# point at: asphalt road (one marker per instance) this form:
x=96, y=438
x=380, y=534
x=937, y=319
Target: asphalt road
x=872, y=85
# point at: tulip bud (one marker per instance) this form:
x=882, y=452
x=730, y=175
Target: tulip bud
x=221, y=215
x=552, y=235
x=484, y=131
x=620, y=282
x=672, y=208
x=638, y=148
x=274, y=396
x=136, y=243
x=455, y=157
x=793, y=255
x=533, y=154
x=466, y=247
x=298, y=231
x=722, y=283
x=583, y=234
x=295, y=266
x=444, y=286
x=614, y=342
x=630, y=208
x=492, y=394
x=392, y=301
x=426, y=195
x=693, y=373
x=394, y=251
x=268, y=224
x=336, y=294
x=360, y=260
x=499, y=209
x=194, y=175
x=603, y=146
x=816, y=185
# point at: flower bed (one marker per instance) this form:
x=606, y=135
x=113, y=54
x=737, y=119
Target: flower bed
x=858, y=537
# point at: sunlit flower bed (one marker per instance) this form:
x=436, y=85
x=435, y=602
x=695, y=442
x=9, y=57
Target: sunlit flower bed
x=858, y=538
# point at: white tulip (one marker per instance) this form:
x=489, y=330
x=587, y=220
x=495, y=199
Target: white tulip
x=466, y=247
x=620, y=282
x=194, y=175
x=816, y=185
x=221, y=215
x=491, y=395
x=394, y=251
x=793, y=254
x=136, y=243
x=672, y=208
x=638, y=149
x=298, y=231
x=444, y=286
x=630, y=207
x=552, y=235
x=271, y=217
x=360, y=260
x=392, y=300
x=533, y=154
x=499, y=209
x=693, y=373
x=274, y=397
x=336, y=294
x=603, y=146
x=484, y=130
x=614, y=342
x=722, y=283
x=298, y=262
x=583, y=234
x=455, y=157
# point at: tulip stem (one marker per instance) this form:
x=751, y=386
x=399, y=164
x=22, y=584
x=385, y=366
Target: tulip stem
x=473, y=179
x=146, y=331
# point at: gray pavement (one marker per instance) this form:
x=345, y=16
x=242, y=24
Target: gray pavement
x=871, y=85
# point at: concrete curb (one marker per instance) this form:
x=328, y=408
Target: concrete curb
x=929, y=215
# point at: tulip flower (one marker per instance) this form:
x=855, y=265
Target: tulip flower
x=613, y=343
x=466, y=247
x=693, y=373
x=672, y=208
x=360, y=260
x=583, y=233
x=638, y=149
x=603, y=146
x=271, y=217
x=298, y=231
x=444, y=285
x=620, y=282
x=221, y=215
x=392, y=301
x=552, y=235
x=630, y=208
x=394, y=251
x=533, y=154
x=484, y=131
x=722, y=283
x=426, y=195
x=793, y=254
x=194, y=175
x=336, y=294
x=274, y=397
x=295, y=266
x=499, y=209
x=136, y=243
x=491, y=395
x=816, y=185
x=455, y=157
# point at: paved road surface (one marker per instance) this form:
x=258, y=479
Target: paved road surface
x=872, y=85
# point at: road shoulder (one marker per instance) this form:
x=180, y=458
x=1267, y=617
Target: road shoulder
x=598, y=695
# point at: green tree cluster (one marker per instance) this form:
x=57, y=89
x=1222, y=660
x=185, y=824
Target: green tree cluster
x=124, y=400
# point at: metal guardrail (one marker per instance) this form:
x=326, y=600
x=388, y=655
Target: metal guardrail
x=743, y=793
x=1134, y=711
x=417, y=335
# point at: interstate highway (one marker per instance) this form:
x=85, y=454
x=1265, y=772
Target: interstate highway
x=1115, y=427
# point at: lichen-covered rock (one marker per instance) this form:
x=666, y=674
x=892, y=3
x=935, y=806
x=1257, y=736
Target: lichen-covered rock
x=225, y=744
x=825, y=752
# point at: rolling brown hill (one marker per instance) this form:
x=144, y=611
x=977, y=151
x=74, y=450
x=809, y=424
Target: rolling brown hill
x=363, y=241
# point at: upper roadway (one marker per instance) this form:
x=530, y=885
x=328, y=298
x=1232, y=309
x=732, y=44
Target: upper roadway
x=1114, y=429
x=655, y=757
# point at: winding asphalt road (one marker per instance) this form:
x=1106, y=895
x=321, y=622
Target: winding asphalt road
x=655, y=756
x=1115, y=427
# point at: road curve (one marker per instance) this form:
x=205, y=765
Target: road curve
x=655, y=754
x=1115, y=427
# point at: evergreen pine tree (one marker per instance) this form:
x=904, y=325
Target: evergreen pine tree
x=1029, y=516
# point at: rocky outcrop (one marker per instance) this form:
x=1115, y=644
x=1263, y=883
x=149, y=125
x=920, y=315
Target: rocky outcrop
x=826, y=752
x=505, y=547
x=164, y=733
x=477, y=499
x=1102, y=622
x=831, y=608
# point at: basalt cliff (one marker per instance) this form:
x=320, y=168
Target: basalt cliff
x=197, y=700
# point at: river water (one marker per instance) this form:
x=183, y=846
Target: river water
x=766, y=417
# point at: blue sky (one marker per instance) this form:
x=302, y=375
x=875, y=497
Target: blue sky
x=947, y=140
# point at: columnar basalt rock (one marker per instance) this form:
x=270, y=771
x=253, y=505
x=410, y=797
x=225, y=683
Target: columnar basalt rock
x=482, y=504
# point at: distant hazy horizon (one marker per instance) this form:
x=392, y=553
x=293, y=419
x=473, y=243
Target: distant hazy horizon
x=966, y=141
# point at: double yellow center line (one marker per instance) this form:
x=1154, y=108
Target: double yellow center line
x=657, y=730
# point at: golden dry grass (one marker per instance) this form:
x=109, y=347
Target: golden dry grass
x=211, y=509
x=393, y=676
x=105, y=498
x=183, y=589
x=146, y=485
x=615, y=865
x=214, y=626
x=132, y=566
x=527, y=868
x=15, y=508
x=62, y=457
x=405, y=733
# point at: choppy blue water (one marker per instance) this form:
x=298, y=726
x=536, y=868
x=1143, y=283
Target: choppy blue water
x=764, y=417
************
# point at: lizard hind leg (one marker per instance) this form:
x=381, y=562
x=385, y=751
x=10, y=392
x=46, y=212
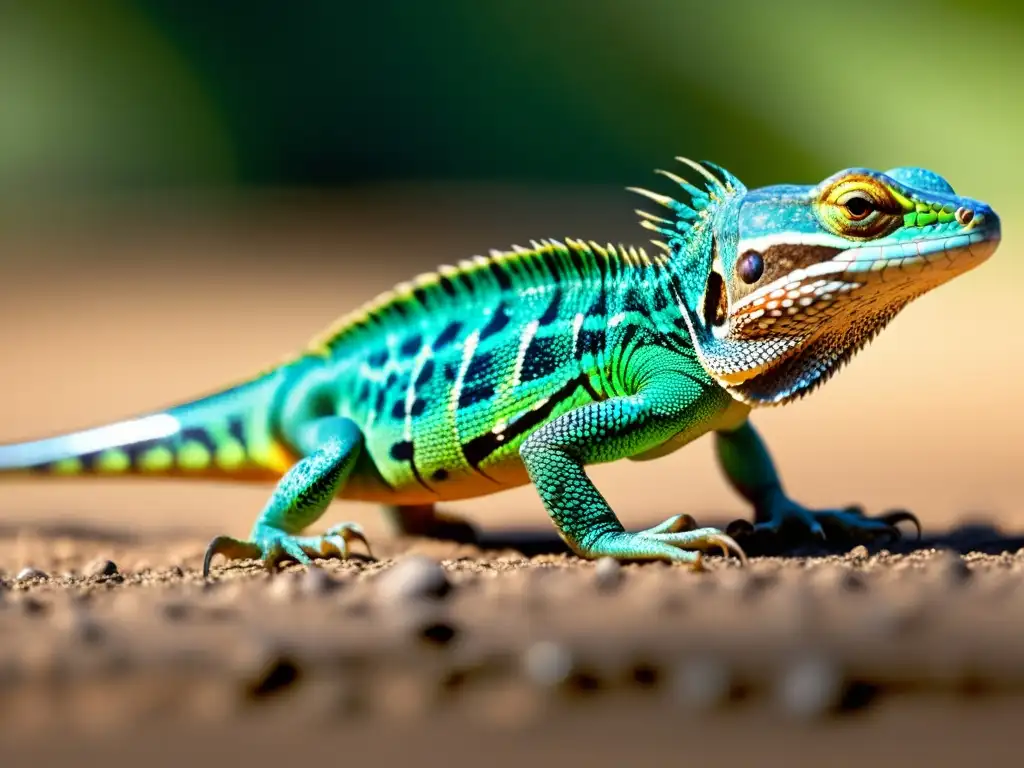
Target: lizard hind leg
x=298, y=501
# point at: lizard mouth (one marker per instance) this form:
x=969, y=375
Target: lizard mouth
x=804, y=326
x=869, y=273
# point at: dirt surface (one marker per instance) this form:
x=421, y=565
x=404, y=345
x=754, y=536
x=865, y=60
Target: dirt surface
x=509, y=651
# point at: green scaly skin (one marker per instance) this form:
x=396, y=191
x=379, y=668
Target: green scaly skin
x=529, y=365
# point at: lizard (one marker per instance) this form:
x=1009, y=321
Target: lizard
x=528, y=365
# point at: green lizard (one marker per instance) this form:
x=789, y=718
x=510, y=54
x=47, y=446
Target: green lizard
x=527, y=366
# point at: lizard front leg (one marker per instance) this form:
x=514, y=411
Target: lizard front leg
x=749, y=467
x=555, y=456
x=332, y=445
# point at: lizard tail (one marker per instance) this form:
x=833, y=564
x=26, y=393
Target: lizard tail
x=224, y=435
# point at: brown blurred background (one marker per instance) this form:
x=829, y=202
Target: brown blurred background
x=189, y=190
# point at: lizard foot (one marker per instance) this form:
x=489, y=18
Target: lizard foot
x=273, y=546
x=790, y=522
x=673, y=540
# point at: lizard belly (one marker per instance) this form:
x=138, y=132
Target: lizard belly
************
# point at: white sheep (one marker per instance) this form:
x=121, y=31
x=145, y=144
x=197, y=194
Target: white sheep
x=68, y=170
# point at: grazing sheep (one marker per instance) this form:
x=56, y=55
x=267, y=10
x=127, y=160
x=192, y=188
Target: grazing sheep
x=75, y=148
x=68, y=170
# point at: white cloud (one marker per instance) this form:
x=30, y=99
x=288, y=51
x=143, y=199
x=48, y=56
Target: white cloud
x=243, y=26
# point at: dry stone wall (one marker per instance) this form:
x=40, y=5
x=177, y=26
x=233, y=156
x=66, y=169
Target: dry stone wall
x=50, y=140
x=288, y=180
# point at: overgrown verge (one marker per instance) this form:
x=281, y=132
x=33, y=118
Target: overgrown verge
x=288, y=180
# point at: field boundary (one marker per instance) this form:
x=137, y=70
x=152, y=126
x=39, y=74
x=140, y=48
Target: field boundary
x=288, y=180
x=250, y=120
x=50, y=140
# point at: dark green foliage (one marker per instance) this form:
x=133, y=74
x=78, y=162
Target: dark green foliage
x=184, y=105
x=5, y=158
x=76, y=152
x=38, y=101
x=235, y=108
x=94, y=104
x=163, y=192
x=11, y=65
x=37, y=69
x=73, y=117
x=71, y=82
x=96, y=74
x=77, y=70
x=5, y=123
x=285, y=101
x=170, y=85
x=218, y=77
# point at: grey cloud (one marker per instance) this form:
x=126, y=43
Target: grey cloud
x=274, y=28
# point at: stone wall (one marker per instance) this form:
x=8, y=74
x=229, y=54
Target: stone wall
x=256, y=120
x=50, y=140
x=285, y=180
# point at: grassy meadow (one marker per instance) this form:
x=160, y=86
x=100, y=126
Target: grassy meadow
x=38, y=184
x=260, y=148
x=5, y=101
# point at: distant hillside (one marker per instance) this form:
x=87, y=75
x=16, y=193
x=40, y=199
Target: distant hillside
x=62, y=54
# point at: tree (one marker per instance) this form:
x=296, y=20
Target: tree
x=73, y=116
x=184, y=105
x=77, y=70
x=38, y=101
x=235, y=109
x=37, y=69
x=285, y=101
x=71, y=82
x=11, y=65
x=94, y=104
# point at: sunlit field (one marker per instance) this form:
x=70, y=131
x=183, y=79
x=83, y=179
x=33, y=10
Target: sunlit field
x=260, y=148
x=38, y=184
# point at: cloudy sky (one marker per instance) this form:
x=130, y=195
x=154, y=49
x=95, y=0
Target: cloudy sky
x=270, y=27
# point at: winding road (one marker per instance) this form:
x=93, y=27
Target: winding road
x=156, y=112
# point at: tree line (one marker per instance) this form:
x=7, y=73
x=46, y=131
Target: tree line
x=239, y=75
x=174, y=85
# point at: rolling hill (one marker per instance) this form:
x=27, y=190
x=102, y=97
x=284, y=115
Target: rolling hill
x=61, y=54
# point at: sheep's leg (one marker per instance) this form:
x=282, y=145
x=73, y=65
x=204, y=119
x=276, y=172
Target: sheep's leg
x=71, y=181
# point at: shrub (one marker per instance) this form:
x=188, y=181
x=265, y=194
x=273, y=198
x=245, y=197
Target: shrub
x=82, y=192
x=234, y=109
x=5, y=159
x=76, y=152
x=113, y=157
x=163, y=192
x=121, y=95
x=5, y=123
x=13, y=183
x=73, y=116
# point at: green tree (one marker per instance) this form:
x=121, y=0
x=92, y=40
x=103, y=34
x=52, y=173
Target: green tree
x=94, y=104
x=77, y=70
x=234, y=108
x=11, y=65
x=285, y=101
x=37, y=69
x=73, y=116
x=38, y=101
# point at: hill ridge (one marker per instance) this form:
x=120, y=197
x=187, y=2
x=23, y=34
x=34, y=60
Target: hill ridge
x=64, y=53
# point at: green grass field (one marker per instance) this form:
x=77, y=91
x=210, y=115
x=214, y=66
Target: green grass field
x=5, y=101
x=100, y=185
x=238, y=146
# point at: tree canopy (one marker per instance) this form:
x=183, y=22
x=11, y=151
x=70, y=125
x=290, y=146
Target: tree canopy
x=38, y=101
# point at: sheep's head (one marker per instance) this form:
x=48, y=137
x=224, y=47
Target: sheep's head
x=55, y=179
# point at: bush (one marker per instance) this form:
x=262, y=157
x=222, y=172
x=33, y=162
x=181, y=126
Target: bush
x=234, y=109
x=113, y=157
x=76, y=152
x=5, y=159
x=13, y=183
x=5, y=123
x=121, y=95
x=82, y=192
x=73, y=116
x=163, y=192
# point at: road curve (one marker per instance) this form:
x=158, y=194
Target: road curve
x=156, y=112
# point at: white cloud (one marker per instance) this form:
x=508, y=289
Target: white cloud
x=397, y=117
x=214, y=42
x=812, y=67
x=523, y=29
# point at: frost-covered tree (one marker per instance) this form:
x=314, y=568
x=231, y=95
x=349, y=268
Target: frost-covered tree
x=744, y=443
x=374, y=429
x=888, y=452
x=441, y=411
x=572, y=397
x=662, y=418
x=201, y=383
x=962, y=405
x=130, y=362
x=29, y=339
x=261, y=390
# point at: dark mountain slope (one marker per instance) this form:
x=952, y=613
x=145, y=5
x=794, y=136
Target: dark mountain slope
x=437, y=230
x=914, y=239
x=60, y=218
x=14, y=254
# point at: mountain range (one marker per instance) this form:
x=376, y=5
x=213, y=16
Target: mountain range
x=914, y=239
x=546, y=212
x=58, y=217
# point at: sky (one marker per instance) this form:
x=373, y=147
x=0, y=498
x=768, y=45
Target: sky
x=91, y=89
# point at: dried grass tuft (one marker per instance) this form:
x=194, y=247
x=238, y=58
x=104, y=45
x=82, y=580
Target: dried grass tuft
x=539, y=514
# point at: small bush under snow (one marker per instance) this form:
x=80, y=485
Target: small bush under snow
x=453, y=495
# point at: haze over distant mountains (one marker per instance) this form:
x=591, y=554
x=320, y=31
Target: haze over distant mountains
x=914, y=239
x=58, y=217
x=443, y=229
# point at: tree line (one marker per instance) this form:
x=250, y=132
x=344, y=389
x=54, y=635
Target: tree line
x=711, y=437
************
Reproduce the lines of the records above word for word, starting at the line that contains "# point at: asphalt" and stopping after the line that contains "x=858, y=538".

# point at: asphalt road (one marker per instance) this form:
x=96, y=438
x=380, y=534
x=937, y=319
Target: asphalt road
x=872, y=85
# point at: tulip bud (one marker per instance) this form:
x=882, y=452
x=730, y=175
Target: tulip bud
x=221, y=215
x=552, y=235
x=484, y=131
x=620, y=282
x=672, y=208
x=638, y=148
x=274, y=396
x=136, y=243
x=455, y=157
x=793, y=255
x=533, y=154
x=466, y=247
x=298, y=231
x=722, y=283
x=583, y=234
x=295, y=266
x=444, y=286
x=614, y=342
x=630, y=208
x=492, y=394
x=392, y=301
x=426, y=195
x=693, y=373
x=394, y=251
x=268, y=224
x=336, y=294
x=360, y=260
x=499, y=209
x=194, y=175
x=603, y=146
x=816, y=185
# point at: flower bed (one marker per instance) this form:
x=606, y=135
x=113, y=54
x=737, y=119
Target: flower bed
x=858, y=537
# point at: sunlit flower bed (one marker per instance) this form:
x=436, y=85
x=435, y=602
x=695, y=442
x=9, y=57
Target: sunlit flower bed
x=858, y=538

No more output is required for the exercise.